(Spatial localization data)
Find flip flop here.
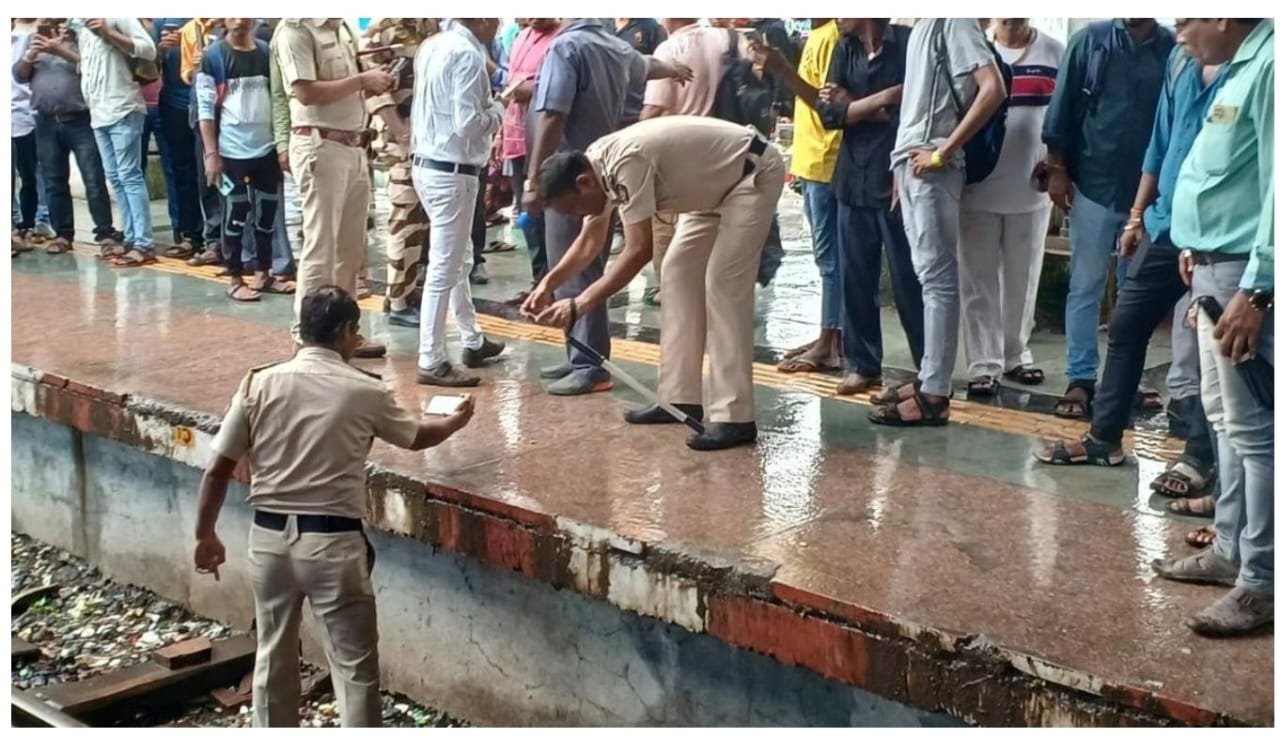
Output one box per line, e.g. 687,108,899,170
1054,381,1095,420
776,355,841,374
1168,496,1215,519
781,339,817,360
967,375,1000,398
1003,365,1044,385
1186,526,1216,548
110,250,158,268
227,283,262,302
162,243,196,260
484,240,517,253
256,276,296,295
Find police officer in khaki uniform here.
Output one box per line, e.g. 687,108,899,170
193,285,474,727
273,19,395,357
359,18,439,328
522,116,784,451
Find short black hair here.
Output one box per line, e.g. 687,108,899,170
299,285,361,345
537,151,593,200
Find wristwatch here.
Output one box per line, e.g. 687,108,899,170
1246,289,1273,312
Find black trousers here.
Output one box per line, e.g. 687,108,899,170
11,132,39,230
220,153,283,277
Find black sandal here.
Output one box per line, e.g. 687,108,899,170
871,380,921,407
967,375,1000,398
1150,462,1212,498
1053,381,1095,420
869,392,950,427
1033,435,1125,466
1003,365,1045,385
1167,496,1215,519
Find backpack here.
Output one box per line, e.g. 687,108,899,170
932,20,1013,184
711,29,778,138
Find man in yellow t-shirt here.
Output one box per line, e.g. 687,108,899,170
775,19,843,373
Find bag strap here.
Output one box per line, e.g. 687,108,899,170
1081,21,1114,108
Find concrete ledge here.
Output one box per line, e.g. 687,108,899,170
9,364,1254,726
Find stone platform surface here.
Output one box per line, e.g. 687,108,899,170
7,252,1272,726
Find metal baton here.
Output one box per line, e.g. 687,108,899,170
564,334,706,435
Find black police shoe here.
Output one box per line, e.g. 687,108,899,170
388,305,421,328
624,403,703,425
687,422,758,451
462,337,505,368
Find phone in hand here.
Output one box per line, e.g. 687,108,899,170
217,174,235,196
424,394,468,416
37,23,56,38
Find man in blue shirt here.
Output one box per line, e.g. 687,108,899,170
1153,18,1273,638
1036,32,1222,516
152,17,204,255
522,18,645,397
1040,19,1175,419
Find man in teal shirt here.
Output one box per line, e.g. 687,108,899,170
1153,18,1273,638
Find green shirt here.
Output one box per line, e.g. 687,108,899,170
1172,20,1274,291
269,26,291,155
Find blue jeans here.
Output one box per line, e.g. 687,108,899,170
1194,260,1274,596
837,201,925,376
1089,236,1211,468
94,111,153,250
35,113,115,242
801,179,840,329
1065,191,1128,383
142,104,184,241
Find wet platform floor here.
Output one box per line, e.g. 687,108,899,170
7,252,1272,725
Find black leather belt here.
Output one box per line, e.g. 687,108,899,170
1188,250,1250,266
254,510,362,534
742,136,769,178
40,111,90,124
413,155,479,177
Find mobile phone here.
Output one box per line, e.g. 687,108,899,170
218,174,235,196
37,23,56,38
162,23,181,32
424,394,467,416
388,57,408,77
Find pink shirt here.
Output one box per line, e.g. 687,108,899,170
642,25,730,117
141,78,162,108
502,25,558,161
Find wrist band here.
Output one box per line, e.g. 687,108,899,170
929,150,944,168
568,297,578,326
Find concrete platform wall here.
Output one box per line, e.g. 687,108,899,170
10,411,960,727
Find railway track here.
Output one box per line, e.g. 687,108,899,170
10,687,88,728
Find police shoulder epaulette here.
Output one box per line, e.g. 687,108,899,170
241,360,286,396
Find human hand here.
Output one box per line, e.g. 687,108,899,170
670,61,694,85
749,41,787,75
1047,167,1074,213
520,281,554,318
194,534,226,581
159,30,180,50
535,298,576,329
1214,291,1264,363
360,68,396,95
85,18,107,35
522,187,543,217
1118,224,1144,260
909,148,941,179
277,151,290,174
204,152,224,188
447,394,476,431
1178,249,1194,287
819,83,851,107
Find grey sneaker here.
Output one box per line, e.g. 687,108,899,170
1187,587,1274,637
538,363,575,381
547,369,612,396
1152,548,1239,586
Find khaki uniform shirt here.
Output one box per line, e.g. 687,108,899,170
273,18,366,132
211,347,421,520
586,116,761,226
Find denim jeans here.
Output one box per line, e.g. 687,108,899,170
1194,260,1274,596
1065,191,1129,383
837,201,925,376
1089,236,1211,466
510,156,548,283
35,113,115,242
896,163,964,397
800,179,840,329
194,124,222,245
757,213,784,287
94,111,153,250
157,105,202,242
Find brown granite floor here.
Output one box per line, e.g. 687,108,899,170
8,258,1273,724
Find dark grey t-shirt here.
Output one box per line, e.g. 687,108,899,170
891,18,994,168
14,35,90,116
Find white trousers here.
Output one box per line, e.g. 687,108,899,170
957,206,1051,378
412,167,483,370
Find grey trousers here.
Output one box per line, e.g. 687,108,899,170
895,163,964,397
1193,260,1274,596
1166,292,1200,401
545,209,610,376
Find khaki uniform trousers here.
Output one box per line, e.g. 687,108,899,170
658,148,785,423
384,153,429,310
650,211,678,283
290,132,369,328
249,519,381,728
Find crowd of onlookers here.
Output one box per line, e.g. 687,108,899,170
10,18,1274,637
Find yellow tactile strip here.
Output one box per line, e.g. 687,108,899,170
72,243,1182,462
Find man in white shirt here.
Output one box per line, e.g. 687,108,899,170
74,17,158,265
957,19,1064,397
411,18,506,387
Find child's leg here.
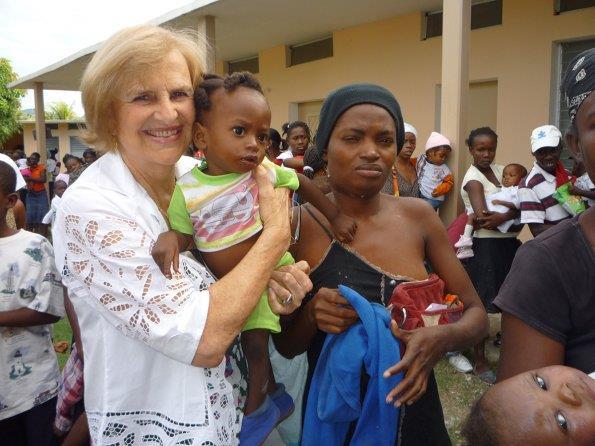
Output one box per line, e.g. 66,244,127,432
241,329,274,415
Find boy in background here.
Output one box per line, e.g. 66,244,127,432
0,160,65,445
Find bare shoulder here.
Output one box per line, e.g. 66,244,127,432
383,194,437,220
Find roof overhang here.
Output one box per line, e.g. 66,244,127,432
9,0,442,91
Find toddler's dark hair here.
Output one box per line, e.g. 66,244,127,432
505,163,527,178
194,71,263,123
0,161,17,195
285,121,311,140
466,127,498,149
303,147,325,179
269,129,281,148
461,392,503,446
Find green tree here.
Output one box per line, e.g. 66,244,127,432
45,101,78,120
0,58,26,145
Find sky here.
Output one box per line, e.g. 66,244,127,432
0,0,192,116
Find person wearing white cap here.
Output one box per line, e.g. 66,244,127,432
518,124,571,237
381,122,422,197
0,153,26,230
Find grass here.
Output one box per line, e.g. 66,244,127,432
53,317,73,369
435,314,502,445
51,316,501,445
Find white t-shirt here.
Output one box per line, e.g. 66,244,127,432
53,152,244,445
460,164,519,239
41,195,61,225
575,173,595,207
416,155,452,201
485,186,521,232
276,150,294,161
0,230,65,420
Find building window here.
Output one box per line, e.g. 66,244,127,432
227,56,259,74
287,37,333,67
422,0,503,40
554,0,595,14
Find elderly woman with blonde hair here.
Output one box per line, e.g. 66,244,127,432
52,25,311,445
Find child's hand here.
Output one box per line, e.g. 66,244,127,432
330,213,357,244
491,199,506,206
568,185,584,196
431,191,439,198
151,231,181,279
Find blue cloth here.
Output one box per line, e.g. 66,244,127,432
302,285,403,446
26,190,49,224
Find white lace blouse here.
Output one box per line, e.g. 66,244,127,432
53,152,240,445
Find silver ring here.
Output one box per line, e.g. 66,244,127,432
282,293,294,306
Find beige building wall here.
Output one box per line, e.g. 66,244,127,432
218,0,594,189
22,122,84,173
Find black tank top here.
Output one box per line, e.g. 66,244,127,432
301,206,451,446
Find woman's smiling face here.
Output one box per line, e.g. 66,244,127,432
114,49,195,169
487,366,595,445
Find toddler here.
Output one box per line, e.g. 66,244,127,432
0,160,65,444
416,132,454,210
462,365,595,446
41,179,68,226
151,72,356,445
455,163,527,259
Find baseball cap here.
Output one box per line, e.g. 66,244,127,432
530,125,562,153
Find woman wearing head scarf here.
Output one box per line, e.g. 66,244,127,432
275,84,488,445
381,122,421,197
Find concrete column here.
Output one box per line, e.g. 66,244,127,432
34,82,47,165
197,15,216,72
439,0,471,225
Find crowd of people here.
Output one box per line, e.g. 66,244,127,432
0,24,593,446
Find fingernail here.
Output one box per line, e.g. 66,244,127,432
386,397,392,403
383,372,390,378
395,401,401,408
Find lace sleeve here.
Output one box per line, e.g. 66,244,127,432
53,202,213,365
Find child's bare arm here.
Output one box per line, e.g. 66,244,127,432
297,173,357,243
569,185,595,200
0,308,60,327
151,230,194,279
491,199,517,210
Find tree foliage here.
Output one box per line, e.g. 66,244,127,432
0,58,25,144
45,101,78,120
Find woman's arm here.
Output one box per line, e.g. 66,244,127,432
193,167,295,366
384,203,488,406
496,313,564,381
64,290,83,360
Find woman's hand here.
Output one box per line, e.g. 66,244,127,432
268,261,313,315
476,210,509,230
384,321,447,407
254,165,290,243
308,287,359,334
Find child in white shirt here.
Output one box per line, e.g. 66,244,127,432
41,179,68,226
416,132,454,210
0,160,65,444
455,163,527,259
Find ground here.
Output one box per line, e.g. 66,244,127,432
51,315,502,446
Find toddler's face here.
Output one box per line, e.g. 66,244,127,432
195,86,271,175
502,165,524,187
489,365,595,445
426,146,450,165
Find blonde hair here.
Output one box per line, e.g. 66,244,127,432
80,25,205,151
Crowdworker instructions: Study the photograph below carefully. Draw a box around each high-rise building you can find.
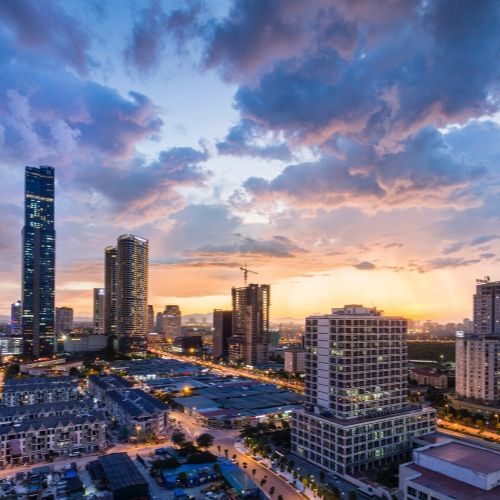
[117,234,148,354]
[10,301,22,336]
[291,305,435,477]
[155,312,164,336]
[104,246,118,336]
[93,288,106,335]
[232,284,270,366]
[284,348,306,374]
[213,309,232,360]
[163,305,181,341]
[22,166,56,358]
[456,278,500,401]
[147,305,155,333]
[55,307,73,335]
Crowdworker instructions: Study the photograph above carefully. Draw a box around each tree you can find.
[252,469,257,478]
[177,471,188,486]
[260,478,267,487]
[217,445,221,453]
[348,491,357,500]
[269,486,275,496]
[278,496,284,500]
[5,363,19,379]
[224,449,229,458]
[196,433,214,450]
[172,430,186,448]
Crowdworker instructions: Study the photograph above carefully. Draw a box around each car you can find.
[68,452,81,457]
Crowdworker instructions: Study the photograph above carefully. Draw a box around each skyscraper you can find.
[213,309,232,360]
[148,305,155,333]
[163,305,181,341]
[117,234,148,354]
[22,166,55,358]
[456,278,500,401]
[231,284,270,366]
[104,246,118,336]
[55,307,74,335]
[93,288,106,335]
[292,305,435,477]
[10,301,22,336]
[156,312,164,336]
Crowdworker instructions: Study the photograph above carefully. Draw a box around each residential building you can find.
[456,279,500,402]
[400,439,500,499]
[227,336,245,364]
[0,399,94,426]
[104,246,118,336]
[22,166,56,358]
[2,376,80,407]
[284,348,306,374]
[409,368,448,389]
[148,305,155,333]
[0,411,106,467]
[163,305,181,340]
[232,284,270,366]
[88,375,169,438]
[292,305,435,478]
[55,307,74,335]
[213,309,232,360]
[10,301,22,335]
[117,234,149,354]
[93,288,106,335]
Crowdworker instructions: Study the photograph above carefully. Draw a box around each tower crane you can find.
[240,264,258,286]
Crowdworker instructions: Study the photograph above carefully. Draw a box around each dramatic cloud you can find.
[0,0,91,74]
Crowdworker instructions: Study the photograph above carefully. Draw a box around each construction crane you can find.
[240,264,258,286]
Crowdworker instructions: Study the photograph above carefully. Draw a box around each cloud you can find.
[470,235,500,246]
[0,0,92,74]
[216,119,291,160]
[413,257,481,273]
[353,261,376,270]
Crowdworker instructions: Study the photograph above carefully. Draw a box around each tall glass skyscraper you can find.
[22,166,55,358]
[117,234,148,354]
[104,246,118,336]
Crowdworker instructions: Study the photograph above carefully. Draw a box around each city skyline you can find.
[2,2,500,322]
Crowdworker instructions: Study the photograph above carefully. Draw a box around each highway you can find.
[149,348,305,393]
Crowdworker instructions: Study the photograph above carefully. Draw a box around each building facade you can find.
[0,412,106,467]
[2,376,80,407]
[213,309,232,360]
[10,301,22,335]
[22,166,56,358]
[117,234,149,354]
[104,246,118,336]
[232,284,270,367]
[93,288,106,335]
[291,305,435,477]
[55,307,74,335]
[163,305,182,341]
[456,279,500,402]
[0,336,23,357]
[147,305,155,333]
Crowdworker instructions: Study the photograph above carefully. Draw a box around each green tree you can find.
[269,486,275,496]
[177,471,188,486]
[348,491,357,500]
[196,433,214,449]
[172,430,186,448]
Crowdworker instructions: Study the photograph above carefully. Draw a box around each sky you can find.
[1,0,500,322]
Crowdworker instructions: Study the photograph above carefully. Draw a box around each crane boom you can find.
[240,264,258,286]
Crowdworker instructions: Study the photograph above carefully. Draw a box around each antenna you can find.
[240,263,258,286]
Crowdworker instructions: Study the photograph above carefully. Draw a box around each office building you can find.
[232,284,270,366]
[291,305,435,478]
[93,288,106,335]
[171,335,203,354]
[22,166,55,358]
[55,307,74,335]
[400,439,500,499]
[0,335,23,357]
[10,301,22,335]
[213,309,232,360]
[456,279,500,402]
[117,234,148,354]
[104,246,118,336]
[64,334,107,353]
[163,305,181,341]
[2,376,79,406]
[148,305,155,333]
[284,348,306,374]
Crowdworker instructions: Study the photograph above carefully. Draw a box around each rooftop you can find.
[96,453,147,492]
[3,376,76,391]
[421,441,500,475]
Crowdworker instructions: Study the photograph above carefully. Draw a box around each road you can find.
[437,420,500,446]
[172,410,304,500]
[0,441,165,481]
[149,348,304,393]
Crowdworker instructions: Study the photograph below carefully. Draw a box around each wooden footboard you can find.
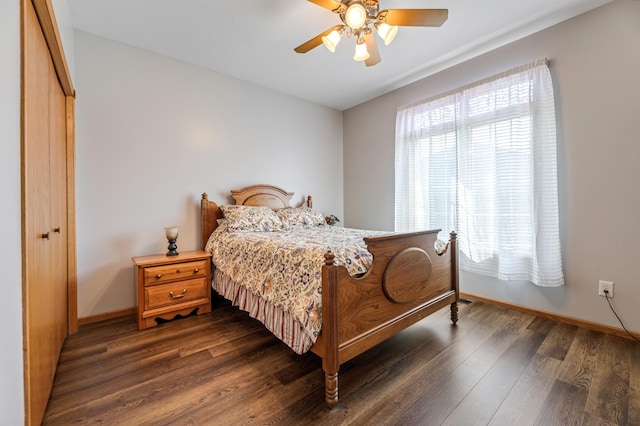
[312,230,459,407]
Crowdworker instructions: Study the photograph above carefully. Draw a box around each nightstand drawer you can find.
[145,277,208,310]
[144,260,208,286]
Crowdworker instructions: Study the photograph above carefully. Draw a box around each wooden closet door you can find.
[49,50,69,343]
[23,1,68,424]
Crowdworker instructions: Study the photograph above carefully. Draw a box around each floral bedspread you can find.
[205,223,389,344]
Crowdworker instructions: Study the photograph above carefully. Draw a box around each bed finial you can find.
[202,193,208,201]
[324,250,335,266]
[307,195,313,208]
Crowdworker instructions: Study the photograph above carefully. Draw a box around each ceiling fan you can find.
[294,0,448,67]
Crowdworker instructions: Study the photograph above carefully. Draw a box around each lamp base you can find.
[166,239,178,256]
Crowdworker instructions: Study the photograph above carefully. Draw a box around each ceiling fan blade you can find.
[307,0,345,13]
[384,9,448,27]
[294,25,342,53]
[364,32,381,67]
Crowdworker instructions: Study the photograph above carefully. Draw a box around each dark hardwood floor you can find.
[43,298,640,425]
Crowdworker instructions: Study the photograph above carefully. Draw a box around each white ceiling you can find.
[68,0,612,110]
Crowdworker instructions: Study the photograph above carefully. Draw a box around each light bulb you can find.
[376,22,398,45]
[345,3,367,29]
[353,40,369,61]
[322,29,342,52]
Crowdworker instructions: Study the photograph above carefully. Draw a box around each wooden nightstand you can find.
[132,250,212,330]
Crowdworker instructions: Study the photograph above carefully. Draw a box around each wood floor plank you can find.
[537,321,579,361]
[47,334,288,424]
[215,359,325,425]
[580,411,619,426]
[584,334,631,425]
[306,301,504,425]
[488,353,562,426]
[184,344,310,414]
[534,379,588,426]
[260,326,452,425]
[556,328,605,391]
[48,346,181,400]
[630,343,640,426]
[60,316,138,348]
[527,315,555,335]
[44,349,215,423]
[56,316,214,373]
[42,300,639,425]
[251,301,495,425]
[111,342,292,425]
[440,326,547,425]
[353,310,534,425]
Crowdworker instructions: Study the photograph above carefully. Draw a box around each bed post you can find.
[307,195,313,208]
[450,231,459,325]
[201,193,210,250]
[322,251,340,407]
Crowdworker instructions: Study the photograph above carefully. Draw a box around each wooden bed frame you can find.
[201,184,459,406]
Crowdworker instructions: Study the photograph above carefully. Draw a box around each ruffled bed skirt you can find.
[212,268,314,354]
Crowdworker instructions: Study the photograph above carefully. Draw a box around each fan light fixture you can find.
[294,0,449,67]
[376,22,398,45]
[345,2,367,29]
[322,27,344,52]
[353,36,370,61]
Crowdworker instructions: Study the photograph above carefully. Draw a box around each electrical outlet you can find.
[598,280,614,298]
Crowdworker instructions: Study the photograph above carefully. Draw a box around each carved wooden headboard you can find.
[200,184,312,250]
[231,184,294,208]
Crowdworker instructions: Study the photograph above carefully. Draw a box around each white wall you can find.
[343,0,640,332]
[52,0,75,81]
[0,0,25,423]
[74,31,344,317]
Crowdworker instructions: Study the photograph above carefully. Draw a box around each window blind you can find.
[395,60,563,287]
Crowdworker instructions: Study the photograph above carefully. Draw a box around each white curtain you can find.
[395,60,563,287]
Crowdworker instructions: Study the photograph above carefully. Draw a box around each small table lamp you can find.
[165,226,179,256]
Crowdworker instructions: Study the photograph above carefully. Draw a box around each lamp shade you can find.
[345,3,367,29]
[353,39,370,61]
[377,22,398,45]
[322,29,342,52]
[164,226,179,240]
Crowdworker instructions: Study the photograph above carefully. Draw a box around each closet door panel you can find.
[23,2,52,421]
[49,68,68,343]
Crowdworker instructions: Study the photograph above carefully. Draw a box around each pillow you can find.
[220,205,283,232]
[277,207,326,229]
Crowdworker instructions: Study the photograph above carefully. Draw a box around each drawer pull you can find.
[176,269,180,273]
[41,232,50,240]
[170,289,187,299]
[194,268,199,273]
[156,274,162,279]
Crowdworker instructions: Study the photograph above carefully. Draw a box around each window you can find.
[395,60,563,287]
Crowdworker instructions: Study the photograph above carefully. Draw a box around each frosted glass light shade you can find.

# [Work order]
Lines with the string "bare" in the data above: say how many there are, giving the number alone.

# [Written solution]
2